TÂCHES À RÉALISER ::
- 1) Indiquez si chacun des énoncés (a), (b) et (c) concorde avec l’extrait sur le coût de l’alimentation, en répondant par oui ou par non et en citant mot pour mot les termes décisifs.
(a) Le prix d’achat au producteur a été divisé par deux en 25 ans.
(b) La baisse du prix d’achat s’est répercutée dans les rayons.
(c) Une centaine de parlementaires ont soutenu la loi-cadre sur l’alimentation.
- 2) Répondez brièvement à ces questions sur l’extrait sur le coût de l’alimentation.
(a) Qu’est-ce qui ajoute au sentiment d’exclusion ?
(b) Qui qualifie la situation d’« injustice fondamentale » ?
(c) À quel moment la loi-cadre sur l’alimentation a-t-elle reçu ce soutien ?
- 3) Poursuivez l’extrait sur le coût de l’alimentation à partir de l’endroit où il s’arrête.

EXTRAIT DU DOCUMENT ::
-- -- --

Le coût est aussi éminemment politique, rappelle l’associative qui observe que « l’impossibilité à répondre à cette injonction de consommer différemment ajoute au sentiment d’exclusion, qui nourrit lui-même la défiance politique en renforçant le sentiment d’être des citoyens de seconde zone« . Quant aux agriculteurs, aux producteurs, même sentiment quand on observe la déconnexion totale entre la valeur du produit acheté au producteur et son prix de vente : « Le prix d’achat a été divisé par deux en 25 ans sans que cela se traduise dans les rayons : une injustice fondamentale« , juge Marie Drique qui se réjouit du soutien de la loi-cadre sur l’alimentation, en février dernier, d’une centaine de parlementaires.

-- -- --

ENTRÉES EXTRAITES ::
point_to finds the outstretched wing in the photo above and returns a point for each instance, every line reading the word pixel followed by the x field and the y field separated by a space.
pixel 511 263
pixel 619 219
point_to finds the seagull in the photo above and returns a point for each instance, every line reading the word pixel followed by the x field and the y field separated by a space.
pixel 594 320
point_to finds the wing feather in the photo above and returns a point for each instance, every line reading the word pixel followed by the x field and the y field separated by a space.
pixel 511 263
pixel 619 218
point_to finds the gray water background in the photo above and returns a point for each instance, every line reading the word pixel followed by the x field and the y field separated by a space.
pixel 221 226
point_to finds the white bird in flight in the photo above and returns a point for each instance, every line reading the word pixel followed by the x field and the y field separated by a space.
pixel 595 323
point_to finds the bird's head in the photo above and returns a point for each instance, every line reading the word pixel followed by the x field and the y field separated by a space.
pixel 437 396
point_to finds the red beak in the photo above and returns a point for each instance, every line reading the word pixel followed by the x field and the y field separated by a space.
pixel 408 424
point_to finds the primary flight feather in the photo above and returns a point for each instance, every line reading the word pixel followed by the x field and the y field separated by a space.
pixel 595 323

-- -- --

RÉPONSES PAR TÂCHE ::
- 1)
(a) Oui : « Le prix d’achat a été divisé par deux en 25 ans »
(b) Non : « sans que cela se traduise dans les rayons »
(c) Oui : « du soutien de la loi-cadre sur l’alimentation, en février dernier, d’une centaine de parlementaires »

- 2)
(a) L’impossibilité à répondre à cette injonction de consommer différemment.
(b) Marie Drique.
(c) En février dernier.

- 3)
Le rapport fait des recommandations : créer une nouvelle boussole qui fixe le droit à l’alimentation comme cap ; lutte contre la précarité ; massification de la transition agroalimentaire et action sur le commerce international, les accords commerciaux ayant des conséquences directes sur nos assiettes. Encore une meilleure réglementation de la publicité, un encadrement des marges, une plus grande transparence sur les prix et une stratégie nationale forte en termes d’alimentation santé dont la sécurité sociale alimentaire pourrait être l’outil. Des caisses sociales alimentaires sont expérimentées sur les territoires, du petit village du Vaucluse au 20e arrondissement de Paris. Comment, combien, c’est la question qui viendra ensuite mais il faut d’abord répondre à la première : (bien) se nourrir est-il un droit universel ?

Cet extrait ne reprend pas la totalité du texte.